== Data for the task ==
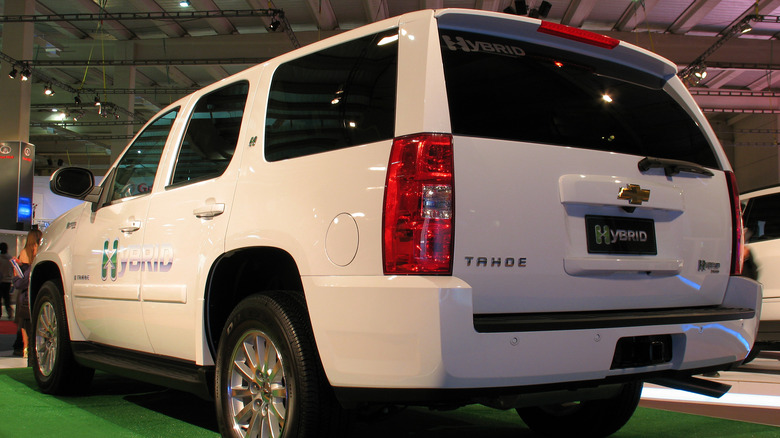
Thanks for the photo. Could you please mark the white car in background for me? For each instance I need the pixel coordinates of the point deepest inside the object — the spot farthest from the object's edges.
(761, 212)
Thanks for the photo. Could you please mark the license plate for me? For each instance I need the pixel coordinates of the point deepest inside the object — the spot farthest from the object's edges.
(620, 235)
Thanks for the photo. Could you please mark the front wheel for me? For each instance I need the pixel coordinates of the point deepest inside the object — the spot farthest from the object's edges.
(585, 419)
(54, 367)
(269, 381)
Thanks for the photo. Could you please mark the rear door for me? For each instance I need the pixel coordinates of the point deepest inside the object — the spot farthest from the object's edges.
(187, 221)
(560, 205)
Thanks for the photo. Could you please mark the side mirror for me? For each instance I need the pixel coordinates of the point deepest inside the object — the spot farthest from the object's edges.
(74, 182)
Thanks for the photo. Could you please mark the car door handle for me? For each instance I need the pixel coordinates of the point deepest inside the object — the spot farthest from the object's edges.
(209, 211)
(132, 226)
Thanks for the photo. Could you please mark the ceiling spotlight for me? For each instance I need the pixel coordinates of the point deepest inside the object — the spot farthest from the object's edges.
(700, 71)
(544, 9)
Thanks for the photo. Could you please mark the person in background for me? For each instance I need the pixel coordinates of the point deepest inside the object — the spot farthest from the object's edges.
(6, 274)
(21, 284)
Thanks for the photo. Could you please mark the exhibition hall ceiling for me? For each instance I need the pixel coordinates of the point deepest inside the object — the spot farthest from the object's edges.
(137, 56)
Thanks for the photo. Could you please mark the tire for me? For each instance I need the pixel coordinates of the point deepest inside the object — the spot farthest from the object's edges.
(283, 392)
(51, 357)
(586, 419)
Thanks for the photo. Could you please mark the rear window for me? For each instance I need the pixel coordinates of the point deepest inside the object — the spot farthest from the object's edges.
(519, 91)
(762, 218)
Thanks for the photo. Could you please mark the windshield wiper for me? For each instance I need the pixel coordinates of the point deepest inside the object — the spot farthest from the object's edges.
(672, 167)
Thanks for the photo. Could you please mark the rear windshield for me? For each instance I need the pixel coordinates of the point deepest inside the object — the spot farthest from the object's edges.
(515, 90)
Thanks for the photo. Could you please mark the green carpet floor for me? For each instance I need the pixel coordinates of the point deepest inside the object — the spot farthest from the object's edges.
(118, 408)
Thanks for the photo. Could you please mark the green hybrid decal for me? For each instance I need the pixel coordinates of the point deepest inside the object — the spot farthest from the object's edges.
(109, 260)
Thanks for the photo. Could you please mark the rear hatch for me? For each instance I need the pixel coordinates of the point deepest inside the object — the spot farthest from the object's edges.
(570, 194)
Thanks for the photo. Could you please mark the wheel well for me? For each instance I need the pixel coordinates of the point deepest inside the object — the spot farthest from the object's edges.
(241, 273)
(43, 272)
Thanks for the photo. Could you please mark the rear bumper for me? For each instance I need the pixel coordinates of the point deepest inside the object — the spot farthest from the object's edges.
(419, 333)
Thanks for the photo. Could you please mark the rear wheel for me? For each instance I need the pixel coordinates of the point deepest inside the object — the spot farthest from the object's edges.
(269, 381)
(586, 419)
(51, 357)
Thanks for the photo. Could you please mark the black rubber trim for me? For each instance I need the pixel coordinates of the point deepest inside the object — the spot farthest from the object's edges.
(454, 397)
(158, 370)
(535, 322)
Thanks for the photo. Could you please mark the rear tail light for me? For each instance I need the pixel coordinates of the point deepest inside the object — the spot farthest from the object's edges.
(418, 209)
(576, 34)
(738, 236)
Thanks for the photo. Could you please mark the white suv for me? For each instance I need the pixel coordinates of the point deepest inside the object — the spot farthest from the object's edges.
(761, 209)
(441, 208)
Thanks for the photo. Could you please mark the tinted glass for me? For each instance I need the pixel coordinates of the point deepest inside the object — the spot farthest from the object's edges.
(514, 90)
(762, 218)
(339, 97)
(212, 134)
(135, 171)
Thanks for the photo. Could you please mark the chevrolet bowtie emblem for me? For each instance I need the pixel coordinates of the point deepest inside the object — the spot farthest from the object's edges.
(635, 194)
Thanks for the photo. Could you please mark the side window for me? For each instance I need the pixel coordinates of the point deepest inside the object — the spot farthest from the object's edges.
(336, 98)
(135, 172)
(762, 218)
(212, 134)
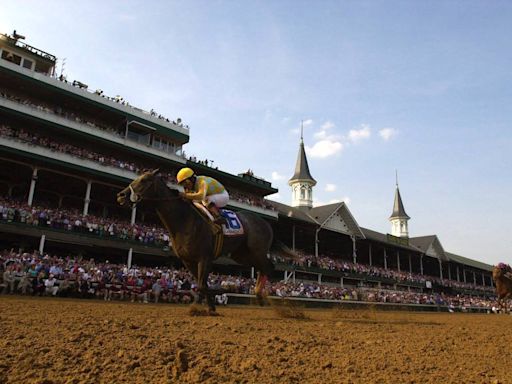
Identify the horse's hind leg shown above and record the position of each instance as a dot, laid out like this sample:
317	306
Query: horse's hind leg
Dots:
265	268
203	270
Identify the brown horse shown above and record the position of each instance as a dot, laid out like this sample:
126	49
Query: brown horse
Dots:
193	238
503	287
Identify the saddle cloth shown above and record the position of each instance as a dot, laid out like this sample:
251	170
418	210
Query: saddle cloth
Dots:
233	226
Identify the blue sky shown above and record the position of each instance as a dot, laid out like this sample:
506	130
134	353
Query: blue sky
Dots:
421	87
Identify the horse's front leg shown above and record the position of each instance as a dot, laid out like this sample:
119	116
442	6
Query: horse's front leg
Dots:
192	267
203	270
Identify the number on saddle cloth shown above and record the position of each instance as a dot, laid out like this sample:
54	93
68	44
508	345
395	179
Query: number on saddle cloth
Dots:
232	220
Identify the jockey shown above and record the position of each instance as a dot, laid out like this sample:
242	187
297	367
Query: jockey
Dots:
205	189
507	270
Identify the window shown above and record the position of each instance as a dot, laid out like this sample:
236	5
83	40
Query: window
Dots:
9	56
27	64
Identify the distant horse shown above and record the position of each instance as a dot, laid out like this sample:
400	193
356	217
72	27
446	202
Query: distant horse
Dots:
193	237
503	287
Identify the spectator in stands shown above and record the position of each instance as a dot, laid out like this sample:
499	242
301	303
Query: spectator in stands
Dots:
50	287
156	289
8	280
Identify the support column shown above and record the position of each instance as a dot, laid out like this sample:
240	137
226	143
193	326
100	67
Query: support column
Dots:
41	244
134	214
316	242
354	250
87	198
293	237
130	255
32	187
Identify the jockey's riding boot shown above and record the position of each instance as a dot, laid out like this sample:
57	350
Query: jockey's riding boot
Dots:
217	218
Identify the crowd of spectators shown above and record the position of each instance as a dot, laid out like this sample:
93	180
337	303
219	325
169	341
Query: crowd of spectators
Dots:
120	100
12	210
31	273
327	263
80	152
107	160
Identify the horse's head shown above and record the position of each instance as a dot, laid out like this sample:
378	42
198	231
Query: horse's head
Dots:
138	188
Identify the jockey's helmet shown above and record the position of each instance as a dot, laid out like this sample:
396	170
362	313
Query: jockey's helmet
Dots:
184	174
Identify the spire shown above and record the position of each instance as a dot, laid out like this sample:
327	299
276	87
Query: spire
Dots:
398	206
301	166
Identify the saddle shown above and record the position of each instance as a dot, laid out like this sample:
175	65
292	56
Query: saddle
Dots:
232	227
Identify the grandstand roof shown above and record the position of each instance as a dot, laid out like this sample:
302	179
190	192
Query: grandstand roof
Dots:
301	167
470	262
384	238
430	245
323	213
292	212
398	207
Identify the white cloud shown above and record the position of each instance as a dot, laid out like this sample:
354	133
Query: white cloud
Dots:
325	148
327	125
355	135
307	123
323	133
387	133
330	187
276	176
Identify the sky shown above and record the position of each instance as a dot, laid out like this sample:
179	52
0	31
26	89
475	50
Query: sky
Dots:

== Brief ==
Return a copy of each line in the records above that has "column" in it.

== Answer to this problem ==
Identify the support column shown above and record the position of each instance as a dot, laid out like this sample:
Query: support column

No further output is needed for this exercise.